Your tasks:
• 1. Translate into Spanish this sentence from the passage on the over expression: "Now, let's sort the result by group and ts, so that we can more easily compare the results here with the results above."
• 2. List every name in the code line result.sort(['group','ts']) from the passage on the over expression, including the quoted column names.
• 3. From the passage on the over expression, duplicate the part that opens with the words containing "Now, let's sort" and closes with "shape: (12, 5)".

Supplied passage:
────────────────────

You'll notice that the over expression has not changed the ordering of the DataFrame (and thus has also maintained the ordering of the observations within each group).

Now, let's sort the result by group and ts, so that we can more easily compare the results here with the results above.

result.sort(['group','ts'])
shape: (12, 5)

────────────────────

Data segment:
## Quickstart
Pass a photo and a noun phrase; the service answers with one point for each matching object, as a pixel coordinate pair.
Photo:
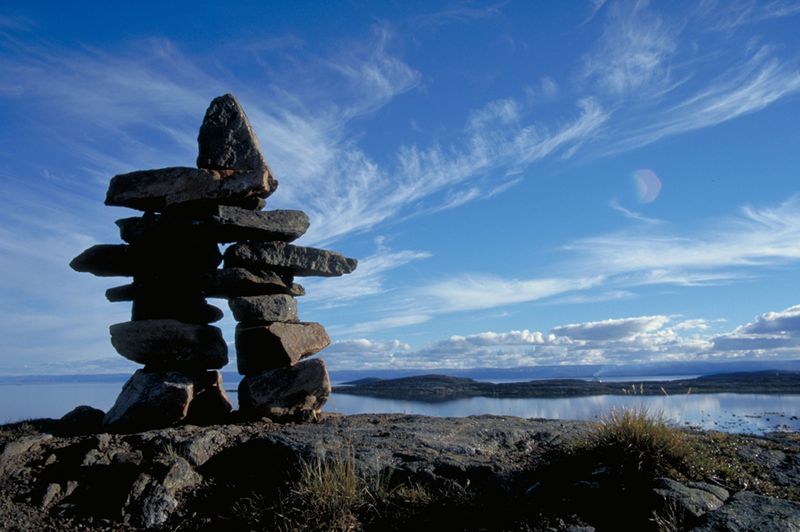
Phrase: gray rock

────────────────────

Responses to the exercise:
• 1. Ahora, ordenemos el resultado por group y ts, para que podamos comparar más fácilmente los resultados de aquí con los resultados de arriba.

• 2.
result
sort
group
ts

• 3.
Now, let's sort the result by group and ts, so that we can more easily compare the results here with the results above.

result.sort(['group','ts'])
shape: (12, 5)